▽
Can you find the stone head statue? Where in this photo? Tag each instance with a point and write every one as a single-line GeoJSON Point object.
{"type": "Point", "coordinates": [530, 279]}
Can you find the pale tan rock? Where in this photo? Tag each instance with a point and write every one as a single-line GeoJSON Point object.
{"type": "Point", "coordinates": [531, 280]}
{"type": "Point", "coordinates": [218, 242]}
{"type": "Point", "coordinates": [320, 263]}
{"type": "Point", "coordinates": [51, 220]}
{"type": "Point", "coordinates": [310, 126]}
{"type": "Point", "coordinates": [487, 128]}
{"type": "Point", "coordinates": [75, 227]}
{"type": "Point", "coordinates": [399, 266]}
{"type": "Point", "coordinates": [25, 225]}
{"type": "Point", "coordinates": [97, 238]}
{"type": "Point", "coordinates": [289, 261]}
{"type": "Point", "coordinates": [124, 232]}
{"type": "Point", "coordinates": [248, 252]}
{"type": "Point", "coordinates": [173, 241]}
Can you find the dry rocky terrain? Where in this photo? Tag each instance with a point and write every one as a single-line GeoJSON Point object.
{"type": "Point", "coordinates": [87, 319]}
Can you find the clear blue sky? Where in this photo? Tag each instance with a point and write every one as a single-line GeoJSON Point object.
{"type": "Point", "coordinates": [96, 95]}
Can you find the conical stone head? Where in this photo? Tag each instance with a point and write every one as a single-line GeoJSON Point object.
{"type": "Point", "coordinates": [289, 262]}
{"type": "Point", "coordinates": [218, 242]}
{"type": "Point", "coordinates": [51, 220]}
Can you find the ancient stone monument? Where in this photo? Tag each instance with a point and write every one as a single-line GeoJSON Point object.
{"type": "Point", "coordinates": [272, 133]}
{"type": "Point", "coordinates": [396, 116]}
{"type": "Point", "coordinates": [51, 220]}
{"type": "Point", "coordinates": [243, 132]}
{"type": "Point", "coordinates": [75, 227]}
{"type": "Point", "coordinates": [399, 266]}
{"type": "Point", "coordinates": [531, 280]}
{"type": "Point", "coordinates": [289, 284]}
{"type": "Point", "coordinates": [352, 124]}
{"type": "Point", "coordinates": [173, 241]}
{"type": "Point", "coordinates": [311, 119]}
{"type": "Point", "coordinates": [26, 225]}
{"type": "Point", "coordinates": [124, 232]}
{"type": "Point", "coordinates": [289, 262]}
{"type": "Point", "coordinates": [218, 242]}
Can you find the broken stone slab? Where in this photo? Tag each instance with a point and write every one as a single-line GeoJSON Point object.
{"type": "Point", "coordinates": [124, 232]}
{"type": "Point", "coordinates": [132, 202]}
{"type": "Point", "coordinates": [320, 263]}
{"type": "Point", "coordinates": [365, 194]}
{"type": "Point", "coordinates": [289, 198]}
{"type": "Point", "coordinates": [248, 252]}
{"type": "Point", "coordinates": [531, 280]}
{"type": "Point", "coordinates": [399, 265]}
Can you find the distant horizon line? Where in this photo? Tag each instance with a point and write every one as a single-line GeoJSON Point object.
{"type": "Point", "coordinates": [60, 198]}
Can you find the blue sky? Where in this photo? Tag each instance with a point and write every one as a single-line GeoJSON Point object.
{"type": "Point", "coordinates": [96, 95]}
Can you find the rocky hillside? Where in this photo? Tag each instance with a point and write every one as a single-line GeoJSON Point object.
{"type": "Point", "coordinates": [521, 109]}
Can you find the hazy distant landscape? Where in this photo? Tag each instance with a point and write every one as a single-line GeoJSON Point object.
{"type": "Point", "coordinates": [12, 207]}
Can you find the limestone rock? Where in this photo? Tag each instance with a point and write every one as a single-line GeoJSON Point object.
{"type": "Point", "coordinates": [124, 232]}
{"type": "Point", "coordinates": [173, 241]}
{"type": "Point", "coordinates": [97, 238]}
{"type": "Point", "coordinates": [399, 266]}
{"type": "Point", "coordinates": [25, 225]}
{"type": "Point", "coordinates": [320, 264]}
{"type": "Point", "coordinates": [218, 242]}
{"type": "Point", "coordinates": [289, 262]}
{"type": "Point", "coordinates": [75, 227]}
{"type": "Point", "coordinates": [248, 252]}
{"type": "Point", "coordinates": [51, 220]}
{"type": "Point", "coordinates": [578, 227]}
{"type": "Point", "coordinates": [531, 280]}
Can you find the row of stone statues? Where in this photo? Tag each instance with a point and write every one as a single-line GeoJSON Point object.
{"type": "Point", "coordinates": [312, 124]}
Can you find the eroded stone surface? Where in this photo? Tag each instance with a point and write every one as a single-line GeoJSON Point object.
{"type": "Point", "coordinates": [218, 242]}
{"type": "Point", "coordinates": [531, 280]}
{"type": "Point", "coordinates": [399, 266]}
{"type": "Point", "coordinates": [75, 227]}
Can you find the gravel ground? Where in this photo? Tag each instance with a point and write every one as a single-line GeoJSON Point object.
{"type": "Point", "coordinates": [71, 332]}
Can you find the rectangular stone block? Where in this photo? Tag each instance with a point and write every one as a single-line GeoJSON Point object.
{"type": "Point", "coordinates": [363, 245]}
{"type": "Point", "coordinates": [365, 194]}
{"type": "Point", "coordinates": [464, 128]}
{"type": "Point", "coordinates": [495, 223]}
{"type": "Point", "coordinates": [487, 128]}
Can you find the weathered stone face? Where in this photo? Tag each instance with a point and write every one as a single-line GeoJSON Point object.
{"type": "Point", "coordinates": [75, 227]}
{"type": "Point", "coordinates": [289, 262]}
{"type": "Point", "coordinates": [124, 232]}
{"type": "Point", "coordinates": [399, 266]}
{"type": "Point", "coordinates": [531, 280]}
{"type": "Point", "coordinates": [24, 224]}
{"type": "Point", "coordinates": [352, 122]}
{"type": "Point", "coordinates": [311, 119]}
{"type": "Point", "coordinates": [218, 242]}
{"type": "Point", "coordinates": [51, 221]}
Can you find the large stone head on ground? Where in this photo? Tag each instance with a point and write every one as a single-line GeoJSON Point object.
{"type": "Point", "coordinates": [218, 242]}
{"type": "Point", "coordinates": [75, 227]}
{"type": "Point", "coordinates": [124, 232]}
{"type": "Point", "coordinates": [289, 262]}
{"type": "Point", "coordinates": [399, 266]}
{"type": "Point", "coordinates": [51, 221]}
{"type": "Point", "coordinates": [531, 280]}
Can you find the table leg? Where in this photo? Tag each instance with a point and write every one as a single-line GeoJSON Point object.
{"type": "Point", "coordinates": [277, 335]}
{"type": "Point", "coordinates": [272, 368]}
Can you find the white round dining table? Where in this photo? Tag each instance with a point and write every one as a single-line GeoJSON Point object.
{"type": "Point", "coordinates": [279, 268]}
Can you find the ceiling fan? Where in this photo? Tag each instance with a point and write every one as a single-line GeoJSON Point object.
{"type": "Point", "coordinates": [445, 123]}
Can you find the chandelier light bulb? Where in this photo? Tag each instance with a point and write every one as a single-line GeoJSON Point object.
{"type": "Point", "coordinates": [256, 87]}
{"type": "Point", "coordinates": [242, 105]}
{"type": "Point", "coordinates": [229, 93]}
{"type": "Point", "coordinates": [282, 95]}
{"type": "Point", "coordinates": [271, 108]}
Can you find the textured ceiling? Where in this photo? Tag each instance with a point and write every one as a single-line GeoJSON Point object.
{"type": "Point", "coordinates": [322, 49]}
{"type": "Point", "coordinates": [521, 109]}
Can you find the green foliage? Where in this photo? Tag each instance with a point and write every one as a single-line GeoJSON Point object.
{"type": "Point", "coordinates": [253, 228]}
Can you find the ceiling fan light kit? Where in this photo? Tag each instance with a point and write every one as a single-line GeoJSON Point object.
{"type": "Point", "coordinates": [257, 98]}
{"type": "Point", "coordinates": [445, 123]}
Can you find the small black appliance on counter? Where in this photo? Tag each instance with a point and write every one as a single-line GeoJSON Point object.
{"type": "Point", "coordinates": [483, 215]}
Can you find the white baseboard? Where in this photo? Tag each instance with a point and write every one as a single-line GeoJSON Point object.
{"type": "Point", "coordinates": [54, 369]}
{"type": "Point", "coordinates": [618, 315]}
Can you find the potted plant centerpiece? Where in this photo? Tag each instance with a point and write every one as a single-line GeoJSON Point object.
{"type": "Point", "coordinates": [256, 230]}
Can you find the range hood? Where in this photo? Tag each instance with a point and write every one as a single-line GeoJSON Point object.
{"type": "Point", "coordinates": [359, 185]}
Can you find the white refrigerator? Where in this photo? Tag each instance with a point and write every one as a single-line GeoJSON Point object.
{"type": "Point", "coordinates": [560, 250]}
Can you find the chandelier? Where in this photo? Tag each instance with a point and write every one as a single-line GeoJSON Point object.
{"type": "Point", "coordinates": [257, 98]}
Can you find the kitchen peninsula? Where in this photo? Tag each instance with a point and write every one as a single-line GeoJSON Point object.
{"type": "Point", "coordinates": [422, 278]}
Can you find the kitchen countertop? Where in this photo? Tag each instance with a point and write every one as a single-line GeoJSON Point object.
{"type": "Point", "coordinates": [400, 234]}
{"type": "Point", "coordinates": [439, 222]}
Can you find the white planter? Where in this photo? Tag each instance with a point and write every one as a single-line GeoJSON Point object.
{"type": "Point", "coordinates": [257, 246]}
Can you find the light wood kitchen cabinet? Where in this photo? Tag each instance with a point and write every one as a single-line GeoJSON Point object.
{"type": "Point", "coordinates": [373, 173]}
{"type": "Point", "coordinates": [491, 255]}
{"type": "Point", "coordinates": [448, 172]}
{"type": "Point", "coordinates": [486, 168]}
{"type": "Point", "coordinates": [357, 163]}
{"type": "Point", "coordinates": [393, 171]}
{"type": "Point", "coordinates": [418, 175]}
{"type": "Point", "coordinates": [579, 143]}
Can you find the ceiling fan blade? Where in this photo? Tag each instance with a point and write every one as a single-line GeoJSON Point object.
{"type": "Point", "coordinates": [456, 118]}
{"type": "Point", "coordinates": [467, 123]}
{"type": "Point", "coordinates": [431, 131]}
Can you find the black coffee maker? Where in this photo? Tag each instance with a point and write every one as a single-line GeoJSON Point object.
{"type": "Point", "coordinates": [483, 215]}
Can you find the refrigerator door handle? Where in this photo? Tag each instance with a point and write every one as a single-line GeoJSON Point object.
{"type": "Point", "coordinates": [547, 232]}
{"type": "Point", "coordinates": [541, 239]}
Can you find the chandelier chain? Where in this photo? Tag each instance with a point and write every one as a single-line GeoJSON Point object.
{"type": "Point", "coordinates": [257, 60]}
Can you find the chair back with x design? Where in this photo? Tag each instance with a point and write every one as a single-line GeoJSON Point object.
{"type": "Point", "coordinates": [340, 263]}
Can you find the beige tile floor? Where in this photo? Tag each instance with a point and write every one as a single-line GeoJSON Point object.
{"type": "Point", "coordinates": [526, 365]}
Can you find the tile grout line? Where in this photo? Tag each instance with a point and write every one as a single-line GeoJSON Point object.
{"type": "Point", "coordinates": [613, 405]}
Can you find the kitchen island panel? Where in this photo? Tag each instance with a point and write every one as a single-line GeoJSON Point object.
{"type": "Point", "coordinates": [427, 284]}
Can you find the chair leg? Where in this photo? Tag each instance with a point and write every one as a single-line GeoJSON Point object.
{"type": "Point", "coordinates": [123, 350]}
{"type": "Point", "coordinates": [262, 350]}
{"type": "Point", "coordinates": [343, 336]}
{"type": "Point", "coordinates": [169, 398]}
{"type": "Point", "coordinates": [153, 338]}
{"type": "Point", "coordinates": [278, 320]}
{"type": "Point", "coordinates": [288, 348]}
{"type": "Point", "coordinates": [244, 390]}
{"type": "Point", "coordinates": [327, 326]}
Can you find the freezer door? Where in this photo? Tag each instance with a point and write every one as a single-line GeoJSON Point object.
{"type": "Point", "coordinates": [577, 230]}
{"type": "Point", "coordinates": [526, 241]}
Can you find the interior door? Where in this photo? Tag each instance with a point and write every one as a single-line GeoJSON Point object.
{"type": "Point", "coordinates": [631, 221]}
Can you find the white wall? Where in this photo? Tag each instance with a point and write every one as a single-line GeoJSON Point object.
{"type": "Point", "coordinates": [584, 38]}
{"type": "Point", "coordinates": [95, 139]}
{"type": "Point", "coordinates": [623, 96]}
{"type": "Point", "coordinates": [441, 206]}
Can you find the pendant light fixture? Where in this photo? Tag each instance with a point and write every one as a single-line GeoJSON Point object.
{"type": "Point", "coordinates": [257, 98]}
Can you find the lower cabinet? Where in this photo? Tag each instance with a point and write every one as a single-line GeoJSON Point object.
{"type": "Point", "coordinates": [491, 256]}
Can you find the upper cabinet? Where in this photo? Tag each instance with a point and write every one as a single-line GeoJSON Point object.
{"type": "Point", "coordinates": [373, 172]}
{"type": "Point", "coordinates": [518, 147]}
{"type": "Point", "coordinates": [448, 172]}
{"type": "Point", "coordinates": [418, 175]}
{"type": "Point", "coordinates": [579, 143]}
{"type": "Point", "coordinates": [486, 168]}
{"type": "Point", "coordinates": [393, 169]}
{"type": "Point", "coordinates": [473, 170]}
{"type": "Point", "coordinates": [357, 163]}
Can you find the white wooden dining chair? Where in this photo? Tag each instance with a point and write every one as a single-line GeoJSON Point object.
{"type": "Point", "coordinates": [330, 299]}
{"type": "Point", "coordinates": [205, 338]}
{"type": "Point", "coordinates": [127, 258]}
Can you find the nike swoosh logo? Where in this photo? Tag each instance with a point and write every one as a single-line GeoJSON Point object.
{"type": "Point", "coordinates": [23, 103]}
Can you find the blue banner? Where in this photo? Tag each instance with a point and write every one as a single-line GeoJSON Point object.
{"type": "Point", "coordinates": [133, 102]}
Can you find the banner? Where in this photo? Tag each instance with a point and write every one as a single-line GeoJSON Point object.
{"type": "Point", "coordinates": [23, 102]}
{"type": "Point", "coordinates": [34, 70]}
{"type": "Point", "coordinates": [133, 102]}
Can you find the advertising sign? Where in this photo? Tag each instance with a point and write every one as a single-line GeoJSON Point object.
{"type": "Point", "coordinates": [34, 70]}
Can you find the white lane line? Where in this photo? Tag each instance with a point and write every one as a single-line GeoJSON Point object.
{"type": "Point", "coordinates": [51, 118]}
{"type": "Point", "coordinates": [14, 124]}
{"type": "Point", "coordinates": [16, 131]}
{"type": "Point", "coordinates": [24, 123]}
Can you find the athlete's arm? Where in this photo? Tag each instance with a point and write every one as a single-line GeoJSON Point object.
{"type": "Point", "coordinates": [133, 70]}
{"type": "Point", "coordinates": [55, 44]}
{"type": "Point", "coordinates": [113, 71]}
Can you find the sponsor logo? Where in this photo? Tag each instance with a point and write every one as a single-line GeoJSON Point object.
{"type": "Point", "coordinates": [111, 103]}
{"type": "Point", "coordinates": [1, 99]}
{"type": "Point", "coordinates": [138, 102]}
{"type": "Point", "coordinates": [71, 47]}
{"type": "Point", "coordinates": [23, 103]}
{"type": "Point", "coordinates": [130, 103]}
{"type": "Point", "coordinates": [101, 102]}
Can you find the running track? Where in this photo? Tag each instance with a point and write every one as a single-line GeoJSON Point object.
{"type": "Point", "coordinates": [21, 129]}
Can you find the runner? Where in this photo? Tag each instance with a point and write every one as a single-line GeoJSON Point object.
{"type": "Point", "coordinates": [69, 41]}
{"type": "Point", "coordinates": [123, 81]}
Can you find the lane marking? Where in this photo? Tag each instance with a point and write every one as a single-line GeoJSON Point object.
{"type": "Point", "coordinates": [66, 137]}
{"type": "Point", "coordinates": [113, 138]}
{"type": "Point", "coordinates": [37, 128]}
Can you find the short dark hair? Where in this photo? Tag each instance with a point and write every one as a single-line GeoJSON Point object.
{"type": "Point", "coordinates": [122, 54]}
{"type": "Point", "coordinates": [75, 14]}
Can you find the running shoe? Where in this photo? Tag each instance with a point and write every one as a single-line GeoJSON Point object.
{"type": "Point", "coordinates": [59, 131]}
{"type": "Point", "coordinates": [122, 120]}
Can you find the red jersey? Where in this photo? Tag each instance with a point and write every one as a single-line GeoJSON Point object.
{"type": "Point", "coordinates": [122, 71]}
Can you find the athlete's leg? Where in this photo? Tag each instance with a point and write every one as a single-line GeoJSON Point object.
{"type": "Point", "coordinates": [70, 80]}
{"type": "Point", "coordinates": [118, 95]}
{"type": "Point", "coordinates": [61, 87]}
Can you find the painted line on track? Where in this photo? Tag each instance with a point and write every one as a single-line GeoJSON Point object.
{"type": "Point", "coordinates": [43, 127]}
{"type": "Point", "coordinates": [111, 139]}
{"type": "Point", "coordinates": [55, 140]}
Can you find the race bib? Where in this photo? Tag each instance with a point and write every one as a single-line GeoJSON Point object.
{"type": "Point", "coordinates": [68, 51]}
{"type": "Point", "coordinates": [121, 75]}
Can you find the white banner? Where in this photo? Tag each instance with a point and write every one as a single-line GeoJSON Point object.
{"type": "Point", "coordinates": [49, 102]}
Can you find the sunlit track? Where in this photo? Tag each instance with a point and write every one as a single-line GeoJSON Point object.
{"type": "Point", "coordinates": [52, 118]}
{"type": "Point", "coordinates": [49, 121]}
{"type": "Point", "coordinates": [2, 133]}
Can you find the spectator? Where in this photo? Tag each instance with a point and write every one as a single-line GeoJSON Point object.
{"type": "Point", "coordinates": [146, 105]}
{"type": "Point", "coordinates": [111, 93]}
△
__Request__: Starting from the line with "Can you find the running shoe?" and ending with the final line of the data, quote every line exactly, both ends included.

__Worked answer__:
Can you find the running shoe? Where in this photo? Tag each instance with a point and write every one as a single-line GeoJSON Point object.
{"type": "Point", "coordinates": [59, 131]}
{"type": "Point", "coordinates": [122, 120]}
Can you find the red jersey? Where in this photo? Tag each instance with a point and write every one as a single-line GeoJSON Point object.
{"type": "Point", "coordinates": [122, 71]}
Can you find the athlete's leg? Where in this photo? Tag each instance with a point and write every one as a single-line GeoJSON Point object.
{"type": "Point", "coordinates": [70, 80]}
{"type": "Point", "coordinates": [118, 95]}
{"type": "Point", "coordinates": [61, 87]}
Can you find the painted line on track? Where in this photo? Tag each instance with a point and write every one as a single-line GeoJSON Point object.
{"type": "Point", "coordinates": [43, 127]}
{"type": "Point", "coordinates": [111, 139]}
{"type": "Point", "coordinates": [55, 140]}
Can you find the race bib? Where in this photo? Tag each instance with a point and write every one as a single-line GeoJSON Point object.
{"type": "Point", "coordinates": [68, 51]}
{"type": "Point", "coordinates": [121, 75]}
Can you find the white banner? Where in this photo? Tag each instance with a point and write every one as a single-line GeoJSON Point object.
{"type": "Point", "coordinates": [49, 102]}
Can you find the sunlit track? Where in this photo? Tag each instance with a point and write every one as a single-line GeoJSON Point object.
{"type": "Point", "coordinates": [52, 118]}
{"type": "Point", "coordinates": [49, 121]}
{"type": "Point", "coordinates": [2, 133]}
Can you find the spectator? Where in this photo? Tag each instance with a point and write every one as a single-line GeoJSON Point object.
{"type": "Point", "coordinates": [146, 105]}
{"type": "Point", "coordinates": [111, 93]}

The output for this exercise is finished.